• [Aim]
Locate each line in the material below that contains the word "table" and copy those lines out.
■ ■ ■
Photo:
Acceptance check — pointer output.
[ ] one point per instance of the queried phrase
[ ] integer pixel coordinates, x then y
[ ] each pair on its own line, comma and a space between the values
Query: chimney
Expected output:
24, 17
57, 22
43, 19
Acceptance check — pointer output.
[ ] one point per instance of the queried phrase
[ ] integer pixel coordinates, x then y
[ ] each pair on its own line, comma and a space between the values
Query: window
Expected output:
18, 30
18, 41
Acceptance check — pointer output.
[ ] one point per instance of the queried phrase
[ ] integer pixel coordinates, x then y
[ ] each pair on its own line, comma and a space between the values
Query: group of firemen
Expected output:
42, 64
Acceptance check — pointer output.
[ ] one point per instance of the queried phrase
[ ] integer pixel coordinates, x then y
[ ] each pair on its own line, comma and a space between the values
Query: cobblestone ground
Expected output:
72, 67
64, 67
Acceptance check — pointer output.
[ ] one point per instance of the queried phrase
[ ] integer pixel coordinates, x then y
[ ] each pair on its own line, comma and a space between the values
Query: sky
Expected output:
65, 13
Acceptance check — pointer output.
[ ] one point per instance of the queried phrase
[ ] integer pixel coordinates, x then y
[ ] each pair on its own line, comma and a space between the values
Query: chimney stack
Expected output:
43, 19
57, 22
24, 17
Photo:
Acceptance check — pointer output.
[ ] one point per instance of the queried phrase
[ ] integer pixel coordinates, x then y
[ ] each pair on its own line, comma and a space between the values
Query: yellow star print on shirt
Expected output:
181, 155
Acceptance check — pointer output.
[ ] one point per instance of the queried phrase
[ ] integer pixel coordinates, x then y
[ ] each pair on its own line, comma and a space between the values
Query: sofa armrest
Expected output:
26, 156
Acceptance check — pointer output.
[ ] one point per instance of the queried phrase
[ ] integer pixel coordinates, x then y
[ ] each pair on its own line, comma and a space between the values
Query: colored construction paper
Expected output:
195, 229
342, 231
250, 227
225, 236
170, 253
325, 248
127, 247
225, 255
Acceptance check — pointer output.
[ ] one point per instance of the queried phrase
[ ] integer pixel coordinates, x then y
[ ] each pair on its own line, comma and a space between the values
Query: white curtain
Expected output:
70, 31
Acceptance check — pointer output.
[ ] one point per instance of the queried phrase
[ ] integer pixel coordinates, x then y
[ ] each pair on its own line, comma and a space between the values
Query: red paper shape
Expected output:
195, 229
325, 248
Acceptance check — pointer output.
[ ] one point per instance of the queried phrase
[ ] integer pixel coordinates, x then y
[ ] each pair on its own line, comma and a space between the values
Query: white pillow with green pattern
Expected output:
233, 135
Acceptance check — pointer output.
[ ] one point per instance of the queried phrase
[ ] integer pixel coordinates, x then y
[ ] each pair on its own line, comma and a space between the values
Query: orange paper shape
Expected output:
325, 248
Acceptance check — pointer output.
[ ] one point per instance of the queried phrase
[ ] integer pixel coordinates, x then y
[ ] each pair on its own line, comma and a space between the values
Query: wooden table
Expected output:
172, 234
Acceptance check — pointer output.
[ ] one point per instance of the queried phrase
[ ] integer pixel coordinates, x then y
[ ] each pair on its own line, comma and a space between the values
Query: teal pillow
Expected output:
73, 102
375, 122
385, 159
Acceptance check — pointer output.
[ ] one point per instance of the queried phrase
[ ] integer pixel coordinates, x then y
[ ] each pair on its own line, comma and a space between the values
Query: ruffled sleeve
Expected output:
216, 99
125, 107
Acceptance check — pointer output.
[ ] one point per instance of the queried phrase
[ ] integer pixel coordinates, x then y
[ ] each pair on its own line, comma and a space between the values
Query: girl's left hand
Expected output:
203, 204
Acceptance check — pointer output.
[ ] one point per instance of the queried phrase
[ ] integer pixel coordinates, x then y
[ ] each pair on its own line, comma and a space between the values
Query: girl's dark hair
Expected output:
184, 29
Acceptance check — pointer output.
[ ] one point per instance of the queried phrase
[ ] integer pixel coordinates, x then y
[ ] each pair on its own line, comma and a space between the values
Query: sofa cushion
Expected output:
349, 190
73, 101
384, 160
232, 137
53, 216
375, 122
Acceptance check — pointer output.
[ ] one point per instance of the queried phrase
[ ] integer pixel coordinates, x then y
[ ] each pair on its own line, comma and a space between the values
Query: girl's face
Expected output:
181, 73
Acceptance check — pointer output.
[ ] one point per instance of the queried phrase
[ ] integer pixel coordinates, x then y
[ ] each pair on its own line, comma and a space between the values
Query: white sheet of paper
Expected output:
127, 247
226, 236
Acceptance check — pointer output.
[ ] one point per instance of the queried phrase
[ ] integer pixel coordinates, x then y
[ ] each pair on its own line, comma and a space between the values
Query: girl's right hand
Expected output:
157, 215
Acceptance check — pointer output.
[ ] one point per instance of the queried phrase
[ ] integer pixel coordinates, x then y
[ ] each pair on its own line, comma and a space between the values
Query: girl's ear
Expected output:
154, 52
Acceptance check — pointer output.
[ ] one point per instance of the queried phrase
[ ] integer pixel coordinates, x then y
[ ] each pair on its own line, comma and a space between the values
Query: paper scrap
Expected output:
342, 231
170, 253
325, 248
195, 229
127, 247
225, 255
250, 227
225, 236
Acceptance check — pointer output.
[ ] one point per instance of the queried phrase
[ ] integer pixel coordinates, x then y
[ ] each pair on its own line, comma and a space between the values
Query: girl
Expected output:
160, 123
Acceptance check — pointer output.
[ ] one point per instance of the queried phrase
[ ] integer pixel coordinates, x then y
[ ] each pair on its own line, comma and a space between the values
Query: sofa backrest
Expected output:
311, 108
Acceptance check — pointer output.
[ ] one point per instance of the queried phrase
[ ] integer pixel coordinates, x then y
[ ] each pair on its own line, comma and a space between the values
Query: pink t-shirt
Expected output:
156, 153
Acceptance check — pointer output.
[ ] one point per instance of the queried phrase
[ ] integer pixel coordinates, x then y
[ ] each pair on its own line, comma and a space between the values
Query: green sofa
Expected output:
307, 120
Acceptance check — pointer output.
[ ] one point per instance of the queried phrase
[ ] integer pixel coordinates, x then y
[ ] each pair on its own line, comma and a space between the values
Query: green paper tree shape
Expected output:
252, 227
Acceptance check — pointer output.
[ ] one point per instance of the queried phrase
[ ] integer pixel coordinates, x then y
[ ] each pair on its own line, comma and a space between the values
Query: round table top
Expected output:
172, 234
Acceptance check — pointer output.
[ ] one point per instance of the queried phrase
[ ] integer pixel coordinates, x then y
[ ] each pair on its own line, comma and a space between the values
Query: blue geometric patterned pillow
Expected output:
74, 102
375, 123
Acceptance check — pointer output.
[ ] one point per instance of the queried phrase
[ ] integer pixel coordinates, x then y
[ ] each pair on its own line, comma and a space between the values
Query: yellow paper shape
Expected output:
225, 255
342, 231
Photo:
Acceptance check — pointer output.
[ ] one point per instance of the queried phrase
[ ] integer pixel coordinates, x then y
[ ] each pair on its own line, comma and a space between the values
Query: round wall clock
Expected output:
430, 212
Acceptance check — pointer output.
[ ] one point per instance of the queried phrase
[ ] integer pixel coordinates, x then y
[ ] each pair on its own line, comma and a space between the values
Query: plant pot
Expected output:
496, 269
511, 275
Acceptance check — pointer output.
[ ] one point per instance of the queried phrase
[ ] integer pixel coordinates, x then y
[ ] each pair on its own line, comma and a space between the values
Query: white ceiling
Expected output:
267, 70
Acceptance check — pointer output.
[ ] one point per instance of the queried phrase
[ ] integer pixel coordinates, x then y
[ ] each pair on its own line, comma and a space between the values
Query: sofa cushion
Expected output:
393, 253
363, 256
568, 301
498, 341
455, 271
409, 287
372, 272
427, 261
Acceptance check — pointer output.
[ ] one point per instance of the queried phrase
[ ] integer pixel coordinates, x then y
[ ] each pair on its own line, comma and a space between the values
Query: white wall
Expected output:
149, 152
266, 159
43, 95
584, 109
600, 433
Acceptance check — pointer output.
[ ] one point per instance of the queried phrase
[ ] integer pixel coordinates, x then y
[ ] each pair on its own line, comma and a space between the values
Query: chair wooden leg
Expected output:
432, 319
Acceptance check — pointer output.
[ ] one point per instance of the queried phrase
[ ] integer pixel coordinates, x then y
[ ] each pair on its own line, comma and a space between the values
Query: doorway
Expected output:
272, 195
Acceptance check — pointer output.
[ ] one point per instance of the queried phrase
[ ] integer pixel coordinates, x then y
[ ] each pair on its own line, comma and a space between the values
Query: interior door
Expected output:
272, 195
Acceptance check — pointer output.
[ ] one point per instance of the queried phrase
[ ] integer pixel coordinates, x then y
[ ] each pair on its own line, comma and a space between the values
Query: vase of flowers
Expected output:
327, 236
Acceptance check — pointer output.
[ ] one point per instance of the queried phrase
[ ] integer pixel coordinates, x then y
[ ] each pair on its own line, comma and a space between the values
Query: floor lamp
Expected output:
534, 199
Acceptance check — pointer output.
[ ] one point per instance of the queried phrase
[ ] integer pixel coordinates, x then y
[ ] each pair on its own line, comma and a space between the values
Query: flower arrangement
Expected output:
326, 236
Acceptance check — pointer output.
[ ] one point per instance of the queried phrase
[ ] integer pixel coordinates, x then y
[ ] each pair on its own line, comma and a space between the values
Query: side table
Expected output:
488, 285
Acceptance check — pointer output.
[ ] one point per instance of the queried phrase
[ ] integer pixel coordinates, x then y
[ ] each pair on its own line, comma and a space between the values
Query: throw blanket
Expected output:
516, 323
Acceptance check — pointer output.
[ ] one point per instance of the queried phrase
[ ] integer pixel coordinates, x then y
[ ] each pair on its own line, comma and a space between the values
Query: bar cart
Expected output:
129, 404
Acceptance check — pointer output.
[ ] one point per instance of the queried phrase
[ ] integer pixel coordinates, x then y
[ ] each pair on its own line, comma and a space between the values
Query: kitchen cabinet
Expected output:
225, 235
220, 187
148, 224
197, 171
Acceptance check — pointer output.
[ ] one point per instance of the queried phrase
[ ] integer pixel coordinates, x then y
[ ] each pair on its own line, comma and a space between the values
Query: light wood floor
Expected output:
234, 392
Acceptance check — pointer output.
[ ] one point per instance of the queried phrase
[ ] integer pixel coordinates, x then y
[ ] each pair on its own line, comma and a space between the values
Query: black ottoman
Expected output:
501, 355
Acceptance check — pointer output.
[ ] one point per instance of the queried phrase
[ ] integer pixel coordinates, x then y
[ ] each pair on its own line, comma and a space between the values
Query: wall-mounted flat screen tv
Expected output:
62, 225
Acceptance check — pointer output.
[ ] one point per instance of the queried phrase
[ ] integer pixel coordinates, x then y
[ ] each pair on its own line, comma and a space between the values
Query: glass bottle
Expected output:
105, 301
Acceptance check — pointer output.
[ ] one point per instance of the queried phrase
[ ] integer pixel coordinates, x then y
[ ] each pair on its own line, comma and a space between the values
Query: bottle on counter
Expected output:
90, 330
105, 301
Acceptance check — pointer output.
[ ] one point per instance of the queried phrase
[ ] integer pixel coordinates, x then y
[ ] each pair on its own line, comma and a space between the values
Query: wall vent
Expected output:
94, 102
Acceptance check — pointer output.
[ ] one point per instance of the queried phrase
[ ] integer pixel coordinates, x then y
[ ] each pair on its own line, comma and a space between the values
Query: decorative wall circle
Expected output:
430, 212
■ ■ ■
• [Complete response]
Query: wooden table
Query: round table top
Query: side table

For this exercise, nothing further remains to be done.